Task requirements:
(a) Decide whether each statement agrees with the review excerpt: (i) Coumaul proposes that courts of appeal sit with three judges rather than five; (ii) the excerpt calls plurality of judges a recent addition to French judicial organization; (iii) the 1905 law narrowed the jurisdiction of the justices of the peace. Answer yes or no for each and quote the deciding words.
(b) Repeat the part of the review excerpt that begins at the words "J. W. GARNER." and stops after "Pp. xxiv, 231.)", keeping every word and punctuation mark unchanged.

Excerpt to read:
In the second part of his treatise Monsieur Coumaul discusses the conditions essential to the independence of the judicial power, such as the mode of appointment, removability of the judges, etc.; reforms of organization; procedural reform; and the importance of judicial forms. He favors a modification of the principle of plurality of judges. which has always been a fundamental principle of French judicial organization, and suggests that better results would be attained if the tribunals of first instance were constituted with a single judge instead. of three, and the courts of appeal with three judges instead of five, as is now the practice. He also makes a plea for the extension of the jurisdiction of the justices of the peace and a general improvement of these much neglected though very important tribunals. It may be remarked here that a beginning in this direction was made in 1905 by the enactment of a law framed by the minister of justice Cruppi—a law which not only enlarged the jurisdiction of the justices of the peace, but provided certain guarantees concerning methods of appointment and advancement of the magistrates.
J. W. GARNER.
Les Methodes Juridiques. Lecons faites au Collège Libre des Sciences Sociales. By MM. F. LARNAUDE, H. BERTHÉLEMY, TISSIER, H. TRUCHY, E. THALLER, PILLET, E. GARÇON, Professeurs à la Faculté de droit de Paris; E. GÉNY, Professeur à la Faculté de droit de Nancy. (Paris: V. Giard et E. Brière, 1911. Pp. xxiv, 231.)

Provided data:
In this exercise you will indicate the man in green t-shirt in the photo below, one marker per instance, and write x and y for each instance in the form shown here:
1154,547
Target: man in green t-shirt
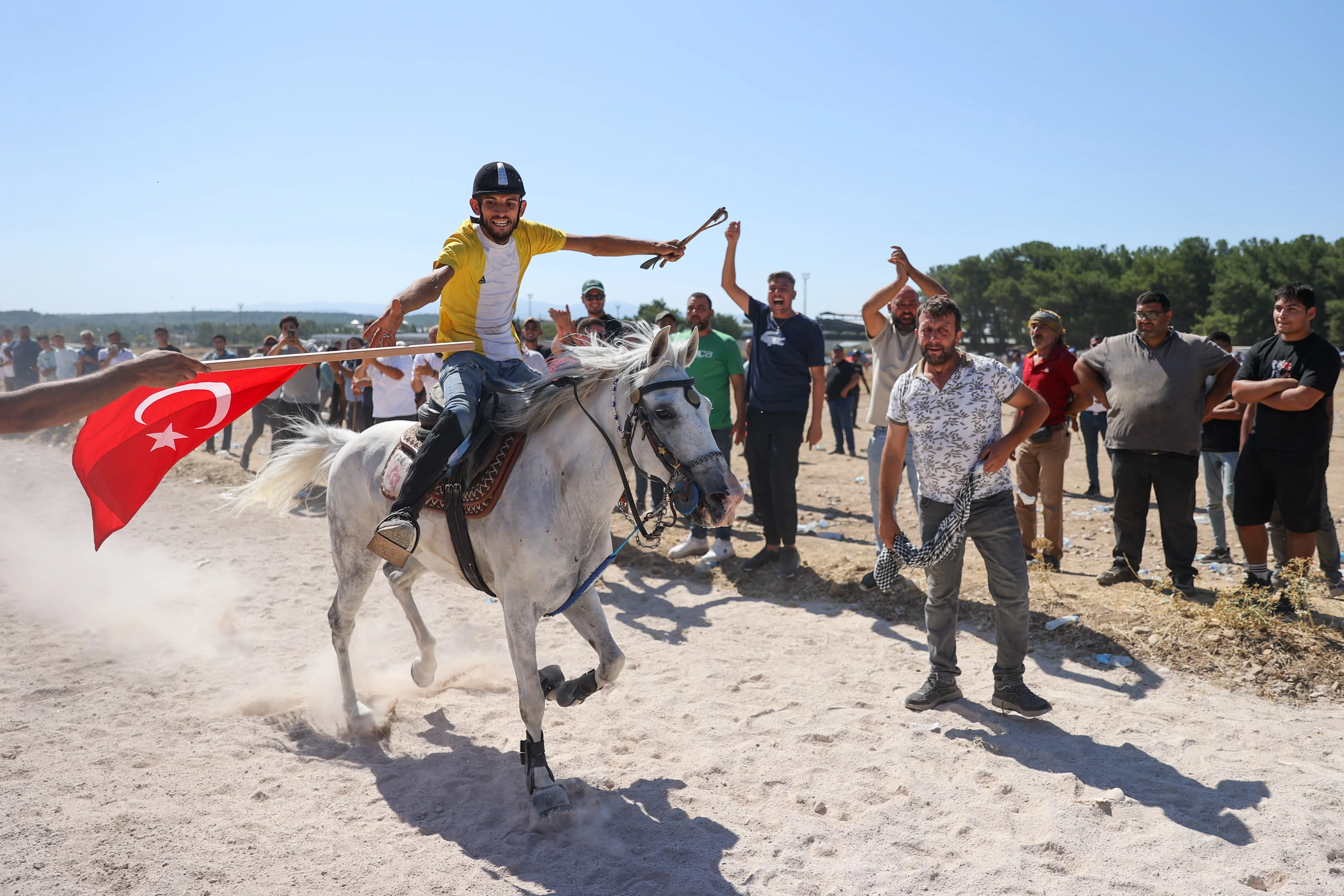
717,365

Answers for the tasks:
(a)
(i) Yes: "the courts of appeal with three judges instead of five"
(ii) No: "which has always been a fundamental principle of French judicial organization"
(iii) No: "not only enlarged the jurisdiction of the justices of the peace"

(b)
J. W. GARNER.
Les Methodes Juridiques. Lecons faites au Collège Libre des Sciences Sociales. By MM. F. LARNAUDE, H. BERTHÉLEMY, TISSIER, H. TRUCHY, E. THALLER, PILLET, E. GARÇON, Professeurs à la Faculté de droit de Paris; E. GÉNY, Professeur à la Faculté de droit de Nancy. (Paris: V. Giard et E. Brière, 1911. Pp. xxiv, 231.)